Items from a data source

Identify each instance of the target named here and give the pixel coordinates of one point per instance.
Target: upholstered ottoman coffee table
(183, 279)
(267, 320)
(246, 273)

* WHAT IS BEING ASKED: Exact copies of all entries are what's needed here.

* YOUR SOLUTION:
Identify each instance of the target named here and give the pixel coordinates of one point per instance.
Target: upholstered ottoman coffee table
(183, 279)
(267, 320)
(246, 273)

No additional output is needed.